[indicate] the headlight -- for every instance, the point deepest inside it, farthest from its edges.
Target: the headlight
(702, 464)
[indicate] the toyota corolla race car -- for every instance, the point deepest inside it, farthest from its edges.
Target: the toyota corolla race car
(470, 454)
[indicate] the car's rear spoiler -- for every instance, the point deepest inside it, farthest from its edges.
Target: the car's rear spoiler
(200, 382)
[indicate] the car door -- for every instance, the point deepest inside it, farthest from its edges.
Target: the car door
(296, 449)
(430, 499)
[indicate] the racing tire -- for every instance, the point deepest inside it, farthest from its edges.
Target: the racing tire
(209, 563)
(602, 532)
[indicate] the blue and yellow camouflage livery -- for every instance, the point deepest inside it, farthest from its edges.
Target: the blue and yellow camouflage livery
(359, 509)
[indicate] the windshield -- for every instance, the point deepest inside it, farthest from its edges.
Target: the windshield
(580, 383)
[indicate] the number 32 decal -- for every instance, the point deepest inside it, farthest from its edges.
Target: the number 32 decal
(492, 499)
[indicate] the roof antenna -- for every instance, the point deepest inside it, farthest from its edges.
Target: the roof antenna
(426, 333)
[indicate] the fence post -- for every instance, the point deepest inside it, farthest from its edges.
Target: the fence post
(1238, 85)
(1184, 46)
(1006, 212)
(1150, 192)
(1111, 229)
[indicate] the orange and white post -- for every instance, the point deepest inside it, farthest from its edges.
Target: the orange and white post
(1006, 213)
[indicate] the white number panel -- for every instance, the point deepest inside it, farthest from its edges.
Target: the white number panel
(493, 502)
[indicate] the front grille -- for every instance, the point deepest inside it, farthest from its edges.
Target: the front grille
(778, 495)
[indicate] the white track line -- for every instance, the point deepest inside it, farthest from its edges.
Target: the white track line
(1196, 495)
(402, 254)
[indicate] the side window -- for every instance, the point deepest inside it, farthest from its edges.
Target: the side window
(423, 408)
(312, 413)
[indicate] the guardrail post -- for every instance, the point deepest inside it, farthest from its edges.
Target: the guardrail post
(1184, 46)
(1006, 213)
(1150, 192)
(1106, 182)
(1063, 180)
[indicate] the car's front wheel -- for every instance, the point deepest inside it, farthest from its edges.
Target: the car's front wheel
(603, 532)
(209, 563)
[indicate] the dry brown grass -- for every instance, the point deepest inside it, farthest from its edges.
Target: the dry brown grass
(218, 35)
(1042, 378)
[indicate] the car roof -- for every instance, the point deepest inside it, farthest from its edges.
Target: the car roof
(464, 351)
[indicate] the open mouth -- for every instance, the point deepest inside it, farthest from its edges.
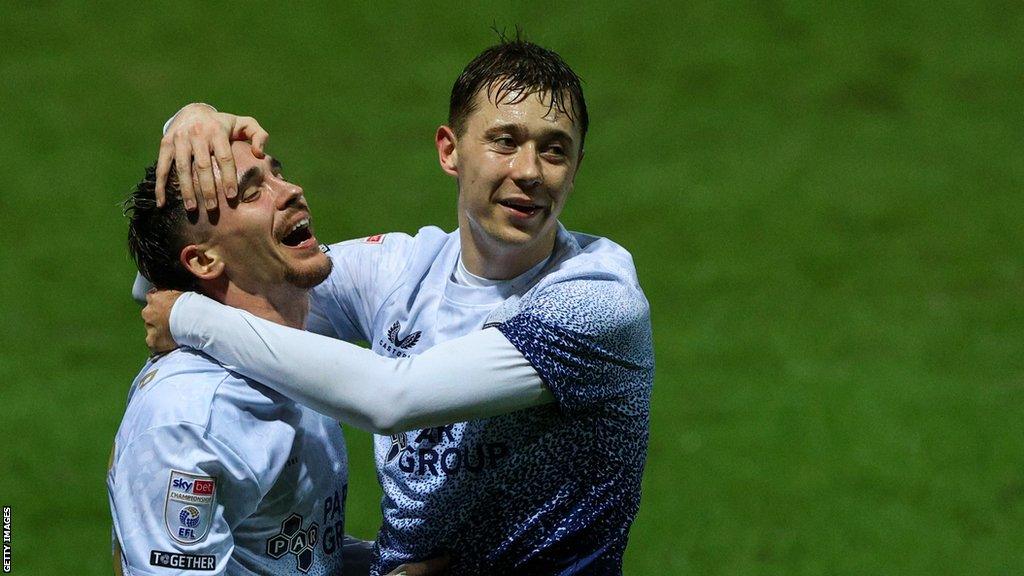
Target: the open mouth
(521, 208)
(298, 234)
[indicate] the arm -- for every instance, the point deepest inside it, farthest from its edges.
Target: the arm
(475, 376)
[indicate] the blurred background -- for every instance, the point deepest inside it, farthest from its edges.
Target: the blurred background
(822, 201)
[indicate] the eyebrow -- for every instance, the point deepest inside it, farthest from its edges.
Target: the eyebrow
(251, 176)
(519, 129)
(254, 173)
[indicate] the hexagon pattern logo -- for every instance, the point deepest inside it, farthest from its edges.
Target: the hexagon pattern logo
(294, 540)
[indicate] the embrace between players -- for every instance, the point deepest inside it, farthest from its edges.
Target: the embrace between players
(508, 379)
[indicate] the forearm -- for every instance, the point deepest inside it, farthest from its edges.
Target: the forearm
(474, 376)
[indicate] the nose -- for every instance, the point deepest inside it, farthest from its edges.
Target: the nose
(527, 171)
(287, 194)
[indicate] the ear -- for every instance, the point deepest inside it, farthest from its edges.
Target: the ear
(445, 141)
(202, 261)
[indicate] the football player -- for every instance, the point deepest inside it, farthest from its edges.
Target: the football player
(509, 312)
(212, 471)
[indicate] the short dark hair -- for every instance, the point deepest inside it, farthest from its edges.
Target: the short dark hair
(515, 65)
(156, 236)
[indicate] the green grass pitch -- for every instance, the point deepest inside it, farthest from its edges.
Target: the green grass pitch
(823, 202)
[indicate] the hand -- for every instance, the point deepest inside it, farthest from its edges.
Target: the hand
(201, 133)
(432, 567)
(157, 317)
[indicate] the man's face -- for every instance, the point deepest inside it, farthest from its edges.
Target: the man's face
(516, 164)
(265, 240)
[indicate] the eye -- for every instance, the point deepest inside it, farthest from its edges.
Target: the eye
(555, 153)
(252, 193)
(505, 142)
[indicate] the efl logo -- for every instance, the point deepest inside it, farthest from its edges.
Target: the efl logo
(203, 487)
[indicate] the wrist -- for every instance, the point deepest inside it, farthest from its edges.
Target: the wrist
(188, 110)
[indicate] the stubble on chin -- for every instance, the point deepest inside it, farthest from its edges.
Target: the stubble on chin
(311, 277)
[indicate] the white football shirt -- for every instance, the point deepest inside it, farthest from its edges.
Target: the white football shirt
(215, 474)
(550, 489)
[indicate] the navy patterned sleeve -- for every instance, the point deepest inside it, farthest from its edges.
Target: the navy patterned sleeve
(590, 340)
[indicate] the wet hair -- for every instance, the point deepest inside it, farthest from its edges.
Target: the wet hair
(156, 236)
(513, 70)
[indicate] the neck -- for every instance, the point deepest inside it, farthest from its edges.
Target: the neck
(488, 258)
(287, 305)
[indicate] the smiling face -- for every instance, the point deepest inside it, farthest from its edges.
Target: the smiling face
(515, 165)
(264, 240)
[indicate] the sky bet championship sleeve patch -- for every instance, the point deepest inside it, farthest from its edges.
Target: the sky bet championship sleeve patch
(188, 508)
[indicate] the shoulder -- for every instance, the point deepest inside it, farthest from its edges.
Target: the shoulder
(586, 256)
(388, 243)
(187, 387)
(591, 288)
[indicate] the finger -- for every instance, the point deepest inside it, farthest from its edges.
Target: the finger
(182, 165)
(259, 142)
(225, 160)
(164, 168)
(204, 171)
(247, 128)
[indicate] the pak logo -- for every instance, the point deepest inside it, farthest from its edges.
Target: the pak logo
(396, 344)
(188, 506)
(292, 539)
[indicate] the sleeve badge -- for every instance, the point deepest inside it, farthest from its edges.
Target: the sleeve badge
(188, 507)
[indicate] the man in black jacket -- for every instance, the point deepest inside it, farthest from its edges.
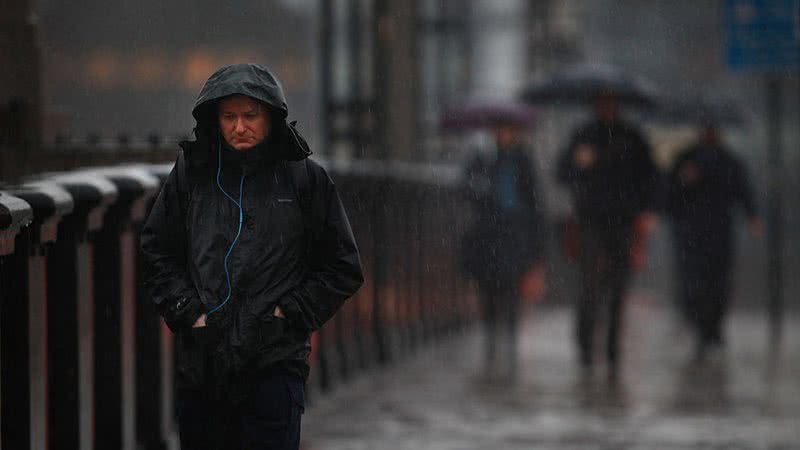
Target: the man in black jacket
(249, 251)
(611, 175)
(505, 244)
(705, 185)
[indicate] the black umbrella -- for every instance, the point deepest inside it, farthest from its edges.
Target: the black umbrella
(486, 115)
(582, 83)
(700, 111)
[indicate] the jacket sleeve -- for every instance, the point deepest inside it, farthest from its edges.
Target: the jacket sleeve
(744, 190)
(648, 177)
(334, 266)
(566, 171)
(164, 248)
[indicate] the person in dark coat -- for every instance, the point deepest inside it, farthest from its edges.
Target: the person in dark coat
(505, 243)
(609, 171)
(706, 184)
(249, 251)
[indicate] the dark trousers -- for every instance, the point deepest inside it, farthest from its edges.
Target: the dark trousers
(268, 419)
(703, 267)
(605, 272)
(500, 308)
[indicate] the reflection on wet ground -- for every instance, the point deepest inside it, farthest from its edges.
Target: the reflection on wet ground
(745, 398)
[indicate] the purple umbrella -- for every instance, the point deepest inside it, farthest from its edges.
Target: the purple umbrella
(487, 115)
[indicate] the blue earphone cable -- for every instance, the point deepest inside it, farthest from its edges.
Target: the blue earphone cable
(238, 232)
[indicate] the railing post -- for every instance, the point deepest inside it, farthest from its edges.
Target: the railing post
(70, 313)
(15, 214)
(27, 315)
(115, 307)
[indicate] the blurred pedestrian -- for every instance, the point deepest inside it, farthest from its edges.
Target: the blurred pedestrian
(706, 184)
(609, 171)
(249, 251)
(503, 251)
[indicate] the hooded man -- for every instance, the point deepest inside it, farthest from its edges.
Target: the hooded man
(505, 247)
(613, 179)
(249, 251)
(706, 184)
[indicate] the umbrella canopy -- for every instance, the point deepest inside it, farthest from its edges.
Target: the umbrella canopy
(486, 115)
(582, 83)
(699, 111)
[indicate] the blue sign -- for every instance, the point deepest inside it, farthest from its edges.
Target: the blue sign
(763, 34)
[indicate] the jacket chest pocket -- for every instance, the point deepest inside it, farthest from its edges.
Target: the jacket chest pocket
(285, 224)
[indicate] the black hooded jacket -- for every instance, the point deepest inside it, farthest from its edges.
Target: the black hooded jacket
(277, 259)
(621, 184)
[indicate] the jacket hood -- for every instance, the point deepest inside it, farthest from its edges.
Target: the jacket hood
(254, 81)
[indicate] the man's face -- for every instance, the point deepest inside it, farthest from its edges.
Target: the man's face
(508, 136)
(606, 107)
(244, 122)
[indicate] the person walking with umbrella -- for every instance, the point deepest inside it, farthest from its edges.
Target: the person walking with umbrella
(707, 182)
(612, 178)
(503, 250)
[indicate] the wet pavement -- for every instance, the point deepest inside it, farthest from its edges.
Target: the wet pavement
(745, 398)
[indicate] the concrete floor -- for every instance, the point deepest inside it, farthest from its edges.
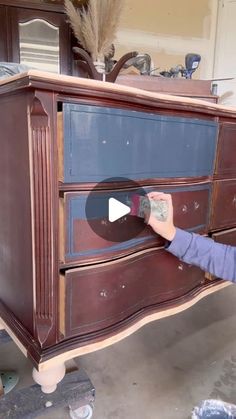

→ Work instructions
Quote the listing word for word from its first line through the line in which "[indicate] the windshield" appears.

→ Result for this task
[indicate] the headlight -- for every instance, the point deepest inside it, farthest from its edges.
Target: the headlight
(702, 464)
[indicate] the toyota corolla race car -- for every instance, the point deepest inside it, farthest from its edges.
Target: the toyota corolla race car
(470, 454)
[indicate] the car's rear spoiler -- for every instance, the point deepest inside it, farthest from its edges.
Target: the car's rear spoiler
(200, 382)
[indicate] the car door -- for every instance, the point deepest inside it, farthest from its edges.
Target: the car door
(296, 449)
(430, 499)
[indicate] the racing tire -- for every instance, the point deepest inside it, farthest from its edges.
Target: the racing tire
(209, 563)
(602, 532)
[indicate] the blue and yellow camouflage livery -- for every instance, the point deepest inside it, farthest from its edges.
Target: the blue and yellow camouflage livery
(359, 509)
[indicate] the windshield -- for every instance, the point deepest inside it, farthest from its edges.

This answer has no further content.